> **Required work**
Write out every line of the records below, requests included, but multiply each bounding-box coordinate in the answers by 1.15 and round it to a whole number, with halves rounded up. Leave the numbers in the requests and the [x1, y1, x2, y2] format as they are, and omit the pictures.
— Start of Stored records —
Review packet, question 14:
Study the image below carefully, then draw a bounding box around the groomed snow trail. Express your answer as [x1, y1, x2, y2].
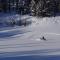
[0, 16, 60, 57]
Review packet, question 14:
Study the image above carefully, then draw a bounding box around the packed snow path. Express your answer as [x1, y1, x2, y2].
[0, 16, 60, 57]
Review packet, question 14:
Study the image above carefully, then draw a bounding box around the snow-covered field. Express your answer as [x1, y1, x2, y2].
[0, 15, 60, 57]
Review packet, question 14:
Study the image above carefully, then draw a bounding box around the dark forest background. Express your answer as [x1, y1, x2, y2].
[0, 0, 60, 16]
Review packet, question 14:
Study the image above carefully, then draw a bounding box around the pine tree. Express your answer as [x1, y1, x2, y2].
[31, 0, 56, 16]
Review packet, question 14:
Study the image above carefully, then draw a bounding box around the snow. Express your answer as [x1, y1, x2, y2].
[0, 15, 60, 57]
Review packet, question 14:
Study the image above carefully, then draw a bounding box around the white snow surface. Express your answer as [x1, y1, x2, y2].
[0, 16, 60, 57]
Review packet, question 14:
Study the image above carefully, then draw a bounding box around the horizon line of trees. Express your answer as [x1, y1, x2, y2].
[0, 0, 60, 16]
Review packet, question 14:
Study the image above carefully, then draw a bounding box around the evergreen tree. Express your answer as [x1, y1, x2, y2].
[31, 0, 56, 16]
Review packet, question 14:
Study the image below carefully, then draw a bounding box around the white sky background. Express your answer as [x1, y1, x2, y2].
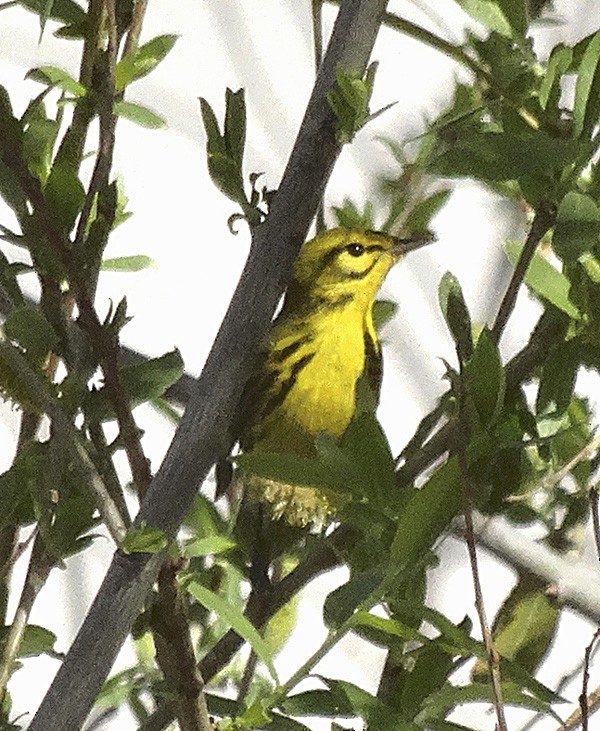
— End of Stored records —
> **Complete answer**
Review packet, question 14:
Study the image below carefully, then draw a bounding box around the groomed snow trail. Express your answer as [x1, y1, x2, y2].
[0, 18, 69, 66]
Review packet, question 14:
Study the image above carefully, then draw a bounding box around the packed snow path. Express your answer as [x1, y1, x2, y2].
[0, 18, 69, 66]
Review packet, question 14:
Study the image above carefully, then draw a bounding box around the snow-covered field. Express your answer as [x1, y1, x2, y2].
[0, 17, 69, 66]
Review packet, question 14:
Study the image above carefully, then draw a bounding box around the dark forest background. Express your answer as [x1, y1, x2, y2].
[0, 0, 69, 18]
Review packet, question 14:
Study the image above carefully, then draw a bounding box around the pine tree. Express your answer as [x1, y1, x2, y2].
[36, 0, 64, 18]
Review packet, question 14:
Study the image above carefully, then draw a bounding box around the snow. Express your answer as [x1, y1, x2, y2].
[0, 17, 69, 66]
Review packet, question 14:
Study the image above carefully, then draw a bounding box around the white snow surface. Express your answer as [x1, y1, x2, y2].
[0, 18, 69, 66]
Review packet, question 14:
Study the image above carefully, then draw a bounding box around the horizon line of trees. Express your answer as [x1, y1, x2, y2].
[0, 0, 69, 18]
Review packet, question 14:
Study the image above carefully, then draw a bounding box around the evergreen tree. Express your answer as [x1, y1, x2, y2].
[36, 0, 64, 18]
Review packet, question 14:
Study the image below carefully, then draw a bounding box around the white sky background. Express your answer as [x1, y1, x2, y2].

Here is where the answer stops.